**What is required:** Edit the records below so that each "palm tree" becomes "coconut palm", and keep every other part of them unchanged.
* * *
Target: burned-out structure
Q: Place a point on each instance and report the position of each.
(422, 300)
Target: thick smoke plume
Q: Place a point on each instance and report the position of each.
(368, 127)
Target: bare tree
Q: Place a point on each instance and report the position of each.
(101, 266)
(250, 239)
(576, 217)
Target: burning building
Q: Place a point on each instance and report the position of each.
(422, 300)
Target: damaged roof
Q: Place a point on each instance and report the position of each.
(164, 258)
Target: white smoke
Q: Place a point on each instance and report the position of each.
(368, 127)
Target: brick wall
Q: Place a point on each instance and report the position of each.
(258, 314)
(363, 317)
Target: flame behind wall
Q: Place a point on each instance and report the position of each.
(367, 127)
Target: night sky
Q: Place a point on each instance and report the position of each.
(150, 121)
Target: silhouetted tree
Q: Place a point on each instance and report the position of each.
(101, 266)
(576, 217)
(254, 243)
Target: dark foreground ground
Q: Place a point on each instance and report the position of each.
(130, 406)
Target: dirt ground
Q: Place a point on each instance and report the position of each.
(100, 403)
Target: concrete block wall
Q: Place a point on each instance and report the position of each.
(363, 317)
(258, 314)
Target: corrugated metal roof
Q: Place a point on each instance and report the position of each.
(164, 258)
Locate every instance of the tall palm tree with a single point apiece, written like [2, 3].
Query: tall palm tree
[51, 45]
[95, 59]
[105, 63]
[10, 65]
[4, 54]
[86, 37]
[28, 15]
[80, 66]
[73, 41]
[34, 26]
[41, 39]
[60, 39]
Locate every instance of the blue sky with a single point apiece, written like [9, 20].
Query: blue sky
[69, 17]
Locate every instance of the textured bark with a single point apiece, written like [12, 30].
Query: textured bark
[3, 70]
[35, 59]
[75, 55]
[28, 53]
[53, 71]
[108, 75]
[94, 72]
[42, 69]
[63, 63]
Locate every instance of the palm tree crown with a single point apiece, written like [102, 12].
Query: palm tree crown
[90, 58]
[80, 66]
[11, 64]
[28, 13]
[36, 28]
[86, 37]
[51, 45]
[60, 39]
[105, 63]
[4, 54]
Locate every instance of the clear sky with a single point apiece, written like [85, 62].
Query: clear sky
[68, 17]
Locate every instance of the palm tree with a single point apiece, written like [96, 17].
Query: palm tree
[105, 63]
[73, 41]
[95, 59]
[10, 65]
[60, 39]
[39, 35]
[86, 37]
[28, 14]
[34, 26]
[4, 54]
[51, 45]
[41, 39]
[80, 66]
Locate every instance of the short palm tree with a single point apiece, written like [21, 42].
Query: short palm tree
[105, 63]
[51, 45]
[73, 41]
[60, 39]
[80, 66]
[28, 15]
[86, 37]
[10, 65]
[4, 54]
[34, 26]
* * *
**Problem solution:**
Target: burned-out structure
Q: Place a point on each instance and report the position of each.
(422, 300)
Target: thick smoke plume
Q: Place a point on each instance and report the position of each.
(368, 127)
Target: bare tree
Q: Place a point on each instance and report the position of each.
(101, 266)
(250, 239)
(576, 217)
Target: burning building
Q: Place a point on each instance and report the position of each.
(422, 300)
Target: damaged roof
Q: Place a point on each instance and report the position of each.
(164, 258)
Target: white smoke
Q: Place a point on each instance and report the position of each.
(368, 127)
Target: brick wall
Q: Place a point on each instance and report the position of each.
(258, 314)
(363, 317)
Target: flame behind wall
Q: Place a point on each instance and report the position of each.
(367, 127)
Target: night sky
Q: Place a point on each instance and report the position of each.
(150, 121)
Target: silhouetted tree
Q: Place a point on each instance and report the position of each.
(101, 266)
(576, 217)
(254, 243)
Target: dark foreground ground
Q: Place a point on each instance and report the position of each.
(130, 406)
Target: dirt ground
Q: Place a point on each instance and report the position of each.
(100, 403)
Target: concrete block wall
Q: Place a point on each instance and report the position of each.
(363, 317)
(258, 314)
Target: corrugated metal roof
Q: Place a point on each instance and report the position of each.
(164, 258)
Locate every instance of the tall coconut palm with a single point apiece, written like [2, 3].
Query: tall coconut palm
[51, 45]
[95, 59]
[105, 63]
[10, 65]
[4, 54]
[86, 37]
[28, 15]
[80, 66]
[73, 41]
[34, 26]
[41, 39]
[60, 39]
Locate every instance of the blue sky with a single point apiece, written like [9, 20].
Query: blue sky
[69, 17]
Locate every instance of the textured bark with a single point apiece, written like [12, 30].
Query: textured bark
[3, 70]
[35, 59]
[75, 55]
[28, 53]
[53, 71]
[108, 75]
[94, 72]
[42, 69]
[63, 63]
Locate every instance of the coconut palm crown with a single point apiece, written like [102, 12].
Query: coconut palm crown
[90, 58]
[80, 66]
[11, 64]
[28, 13]
[36, 28]
[86, 37]
[51, 45]
[60, 39]
[105, 63]
[4, 54]
Locate every instance of the clear sky with a single point apiece, written like [85, 62].
Query: clear sky
[68, 17]
Locate every instance of the coconut palm with a single point apiece, written like [96, 17].
Query: coconut palm
[105, 63]
[73, 41]
[95, 59]
[10, 65]
[60, 39]
[39, 35]
[86, 37]
[28, 14]
[34, 26]
[4, 54]
[51, 45]
[41, 39]
[80, 66]
Locate every instance of the short coconut palm with a single point apiece, written like [21, 42].
Query: short coconut palm
[105, 63]
[51, 45]
[73, 41]
[60, 39]
[80, 66]
[28, 15]
[86, 37]
[10, 65]
[4, 54]
[34, 26]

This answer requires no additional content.